TASK INPUT:

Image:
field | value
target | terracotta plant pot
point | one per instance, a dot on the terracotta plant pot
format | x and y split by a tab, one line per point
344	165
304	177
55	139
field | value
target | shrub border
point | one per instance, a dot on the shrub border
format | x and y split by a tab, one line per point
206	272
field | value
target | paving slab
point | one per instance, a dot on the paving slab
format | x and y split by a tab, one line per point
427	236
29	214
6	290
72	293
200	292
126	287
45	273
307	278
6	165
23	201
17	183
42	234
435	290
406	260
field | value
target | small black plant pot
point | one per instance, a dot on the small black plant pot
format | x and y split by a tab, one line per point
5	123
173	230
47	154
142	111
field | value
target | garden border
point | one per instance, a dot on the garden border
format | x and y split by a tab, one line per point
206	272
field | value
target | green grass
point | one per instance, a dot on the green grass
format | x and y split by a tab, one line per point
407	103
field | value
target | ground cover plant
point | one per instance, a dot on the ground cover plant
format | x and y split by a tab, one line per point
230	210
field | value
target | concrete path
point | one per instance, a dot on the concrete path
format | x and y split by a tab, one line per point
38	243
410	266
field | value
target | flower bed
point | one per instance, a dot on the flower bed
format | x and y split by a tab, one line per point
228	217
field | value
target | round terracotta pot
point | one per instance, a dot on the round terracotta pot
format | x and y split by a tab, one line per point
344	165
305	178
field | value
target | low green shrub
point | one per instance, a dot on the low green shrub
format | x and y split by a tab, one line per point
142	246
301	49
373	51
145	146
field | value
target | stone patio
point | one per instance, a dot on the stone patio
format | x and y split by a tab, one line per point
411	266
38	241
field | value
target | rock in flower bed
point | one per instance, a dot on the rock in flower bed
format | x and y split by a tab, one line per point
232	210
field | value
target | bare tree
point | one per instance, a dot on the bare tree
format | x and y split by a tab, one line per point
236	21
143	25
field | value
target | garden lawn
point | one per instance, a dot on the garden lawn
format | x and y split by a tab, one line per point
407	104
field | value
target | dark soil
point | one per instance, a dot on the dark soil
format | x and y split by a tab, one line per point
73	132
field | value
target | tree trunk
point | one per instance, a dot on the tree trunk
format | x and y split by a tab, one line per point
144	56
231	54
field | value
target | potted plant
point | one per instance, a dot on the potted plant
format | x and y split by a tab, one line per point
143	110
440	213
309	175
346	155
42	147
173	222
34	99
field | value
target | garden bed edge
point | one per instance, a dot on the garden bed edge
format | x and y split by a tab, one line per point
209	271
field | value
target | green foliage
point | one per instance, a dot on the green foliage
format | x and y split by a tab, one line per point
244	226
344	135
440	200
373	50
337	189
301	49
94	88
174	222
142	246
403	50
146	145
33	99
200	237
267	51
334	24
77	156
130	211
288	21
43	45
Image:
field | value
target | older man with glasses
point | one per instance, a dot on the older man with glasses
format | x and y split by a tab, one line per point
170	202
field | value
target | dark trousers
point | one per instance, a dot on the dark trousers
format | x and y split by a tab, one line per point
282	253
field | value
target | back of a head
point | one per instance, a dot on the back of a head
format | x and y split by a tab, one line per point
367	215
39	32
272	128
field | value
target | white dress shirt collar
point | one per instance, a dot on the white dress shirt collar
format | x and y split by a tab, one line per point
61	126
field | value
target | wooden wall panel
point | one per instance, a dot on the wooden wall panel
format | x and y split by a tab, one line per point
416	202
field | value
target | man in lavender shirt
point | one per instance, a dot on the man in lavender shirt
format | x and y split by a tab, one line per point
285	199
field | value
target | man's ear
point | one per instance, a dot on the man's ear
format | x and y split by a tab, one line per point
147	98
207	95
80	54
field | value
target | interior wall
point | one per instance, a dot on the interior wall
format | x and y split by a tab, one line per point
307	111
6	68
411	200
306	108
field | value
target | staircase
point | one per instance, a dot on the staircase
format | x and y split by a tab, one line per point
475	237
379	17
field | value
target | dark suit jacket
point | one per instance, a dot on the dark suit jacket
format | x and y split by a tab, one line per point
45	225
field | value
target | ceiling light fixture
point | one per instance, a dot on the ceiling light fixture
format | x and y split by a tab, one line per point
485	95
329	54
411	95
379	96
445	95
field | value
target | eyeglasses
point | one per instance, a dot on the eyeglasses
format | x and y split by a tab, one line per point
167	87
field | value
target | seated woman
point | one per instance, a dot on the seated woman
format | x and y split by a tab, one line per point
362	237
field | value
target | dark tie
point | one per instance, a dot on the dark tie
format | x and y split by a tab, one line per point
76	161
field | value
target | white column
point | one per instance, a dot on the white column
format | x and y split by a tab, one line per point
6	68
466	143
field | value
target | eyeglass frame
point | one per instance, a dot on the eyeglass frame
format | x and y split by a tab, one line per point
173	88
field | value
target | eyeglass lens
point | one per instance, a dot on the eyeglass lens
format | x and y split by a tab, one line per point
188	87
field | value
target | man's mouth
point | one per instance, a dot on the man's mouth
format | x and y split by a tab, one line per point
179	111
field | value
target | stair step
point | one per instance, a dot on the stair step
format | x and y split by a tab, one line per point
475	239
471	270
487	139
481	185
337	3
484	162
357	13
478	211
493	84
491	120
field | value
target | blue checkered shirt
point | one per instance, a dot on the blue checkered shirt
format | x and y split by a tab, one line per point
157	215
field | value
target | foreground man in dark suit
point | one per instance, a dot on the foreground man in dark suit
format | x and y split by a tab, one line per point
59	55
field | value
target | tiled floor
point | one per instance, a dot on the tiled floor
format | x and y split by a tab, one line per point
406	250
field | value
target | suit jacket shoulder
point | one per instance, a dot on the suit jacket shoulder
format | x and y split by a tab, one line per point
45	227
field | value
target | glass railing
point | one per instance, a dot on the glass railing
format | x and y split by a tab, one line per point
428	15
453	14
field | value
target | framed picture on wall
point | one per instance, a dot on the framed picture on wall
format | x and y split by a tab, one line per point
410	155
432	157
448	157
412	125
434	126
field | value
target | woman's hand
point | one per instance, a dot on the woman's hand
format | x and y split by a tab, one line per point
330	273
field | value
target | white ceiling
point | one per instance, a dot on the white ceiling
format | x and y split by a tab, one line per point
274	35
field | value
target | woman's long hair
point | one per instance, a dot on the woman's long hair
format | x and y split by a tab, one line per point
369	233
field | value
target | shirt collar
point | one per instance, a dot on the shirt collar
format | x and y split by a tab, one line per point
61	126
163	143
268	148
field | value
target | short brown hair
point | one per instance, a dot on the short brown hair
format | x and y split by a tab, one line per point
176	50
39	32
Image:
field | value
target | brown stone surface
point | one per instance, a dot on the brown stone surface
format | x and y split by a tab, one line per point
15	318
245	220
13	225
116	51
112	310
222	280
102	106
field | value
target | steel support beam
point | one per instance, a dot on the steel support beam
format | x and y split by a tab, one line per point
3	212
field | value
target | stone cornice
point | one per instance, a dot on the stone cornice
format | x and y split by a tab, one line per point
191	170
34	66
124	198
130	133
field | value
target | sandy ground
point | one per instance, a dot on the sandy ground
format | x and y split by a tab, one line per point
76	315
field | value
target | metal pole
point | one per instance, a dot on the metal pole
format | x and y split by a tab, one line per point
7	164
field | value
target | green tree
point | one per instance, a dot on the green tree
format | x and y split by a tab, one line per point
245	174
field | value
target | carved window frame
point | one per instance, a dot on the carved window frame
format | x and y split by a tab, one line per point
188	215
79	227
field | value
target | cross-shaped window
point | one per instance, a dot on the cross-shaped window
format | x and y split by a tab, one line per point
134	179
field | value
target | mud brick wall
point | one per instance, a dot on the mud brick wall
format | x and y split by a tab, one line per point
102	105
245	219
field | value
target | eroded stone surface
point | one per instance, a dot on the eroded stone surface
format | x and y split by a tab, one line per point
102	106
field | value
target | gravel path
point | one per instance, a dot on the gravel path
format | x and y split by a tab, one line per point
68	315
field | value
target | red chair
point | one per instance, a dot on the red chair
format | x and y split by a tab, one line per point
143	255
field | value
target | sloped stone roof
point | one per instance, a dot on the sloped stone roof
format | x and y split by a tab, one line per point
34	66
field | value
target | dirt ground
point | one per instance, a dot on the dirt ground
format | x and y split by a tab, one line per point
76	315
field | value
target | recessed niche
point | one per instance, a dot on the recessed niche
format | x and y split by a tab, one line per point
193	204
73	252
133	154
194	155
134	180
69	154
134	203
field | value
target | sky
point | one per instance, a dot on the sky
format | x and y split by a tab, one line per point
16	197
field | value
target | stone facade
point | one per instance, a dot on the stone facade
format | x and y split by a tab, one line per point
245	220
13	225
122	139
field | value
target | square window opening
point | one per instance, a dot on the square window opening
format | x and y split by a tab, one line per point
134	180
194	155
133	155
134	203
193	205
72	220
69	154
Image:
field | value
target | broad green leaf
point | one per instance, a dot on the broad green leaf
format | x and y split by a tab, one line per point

EXERCISE PROMPT:
What are the lines of the data above that include the string "potted"? Copy them.

WRITTEN RESPONSE:
target | potted plant
point | one per instance, a dot on the potted plant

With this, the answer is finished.